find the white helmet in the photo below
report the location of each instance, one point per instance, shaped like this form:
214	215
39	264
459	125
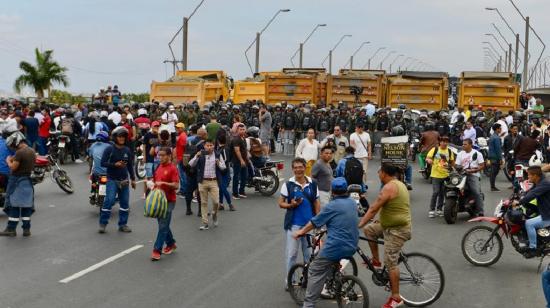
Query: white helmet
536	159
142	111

::::::::

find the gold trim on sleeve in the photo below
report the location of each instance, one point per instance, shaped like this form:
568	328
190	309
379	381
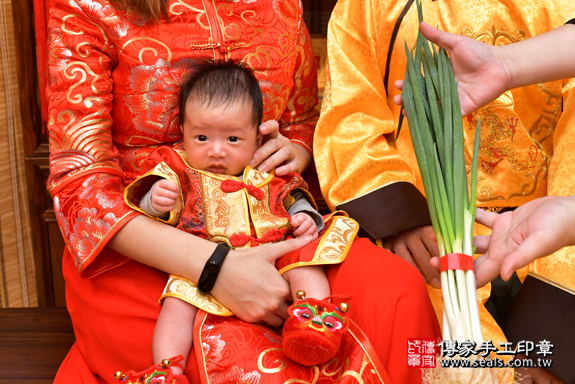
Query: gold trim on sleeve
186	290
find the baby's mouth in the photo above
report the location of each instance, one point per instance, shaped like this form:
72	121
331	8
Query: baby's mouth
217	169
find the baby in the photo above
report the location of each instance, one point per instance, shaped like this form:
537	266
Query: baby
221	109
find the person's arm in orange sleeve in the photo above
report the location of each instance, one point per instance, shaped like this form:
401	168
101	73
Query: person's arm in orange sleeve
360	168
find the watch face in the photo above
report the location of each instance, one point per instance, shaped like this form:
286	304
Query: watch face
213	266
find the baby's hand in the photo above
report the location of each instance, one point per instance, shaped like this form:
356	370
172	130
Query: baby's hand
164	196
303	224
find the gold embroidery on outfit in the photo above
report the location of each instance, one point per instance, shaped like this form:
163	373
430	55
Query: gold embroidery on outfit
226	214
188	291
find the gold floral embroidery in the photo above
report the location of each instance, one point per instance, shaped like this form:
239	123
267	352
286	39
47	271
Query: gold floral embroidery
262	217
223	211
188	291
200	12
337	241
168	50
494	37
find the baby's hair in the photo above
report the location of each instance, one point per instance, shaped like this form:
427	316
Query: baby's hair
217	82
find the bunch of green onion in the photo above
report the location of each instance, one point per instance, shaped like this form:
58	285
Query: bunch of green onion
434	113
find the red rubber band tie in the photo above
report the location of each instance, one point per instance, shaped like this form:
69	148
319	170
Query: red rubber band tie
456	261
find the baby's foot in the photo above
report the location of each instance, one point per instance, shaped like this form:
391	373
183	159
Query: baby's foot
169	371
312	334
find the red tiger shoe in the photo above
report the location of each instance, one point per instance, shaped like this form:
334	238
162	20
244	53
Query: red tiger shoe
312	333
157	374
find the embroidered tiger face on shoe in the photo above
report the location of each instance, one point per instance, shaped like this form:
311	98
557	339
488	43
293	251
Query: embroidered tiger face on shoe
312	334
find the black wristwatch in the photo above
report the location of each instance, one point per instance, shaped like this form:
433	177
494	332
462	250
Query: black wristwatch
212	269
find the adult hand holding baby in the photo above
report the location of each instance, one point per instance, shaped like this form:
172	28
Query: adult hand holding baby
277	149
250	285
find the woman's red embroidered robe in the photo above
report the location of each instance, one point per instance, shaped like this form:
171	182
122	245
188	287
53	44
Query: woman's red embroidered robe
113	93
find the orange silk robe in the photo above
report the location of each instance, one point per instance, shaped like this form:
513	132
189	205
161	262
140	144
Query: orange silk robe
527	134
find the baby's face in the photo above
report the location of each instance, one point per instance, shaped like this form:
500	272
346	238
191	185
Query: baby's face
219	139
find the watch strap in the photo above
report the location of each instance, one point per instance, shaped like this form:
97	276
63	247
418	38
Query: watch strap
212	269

::::::::

# EXERCISE REQUIREMENTS
Select each line above that contains the string "silk".

# RESULT
find the orange silk robe in the photo above
Query: orange silk robe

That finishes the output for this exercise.